_Exercise goal_
Begin with the line containing "Target: blue sky" and copy every line after it to the end of the entries, exactly, leaving out the lines before it.

_Task inputs_
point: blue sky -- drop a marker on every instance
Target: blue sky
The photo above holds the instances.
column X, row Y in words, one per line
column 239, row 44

_Task output_
Target: blue sky
The photo above holds the instances.
column X, row Y in words, one per line
column 239, row 44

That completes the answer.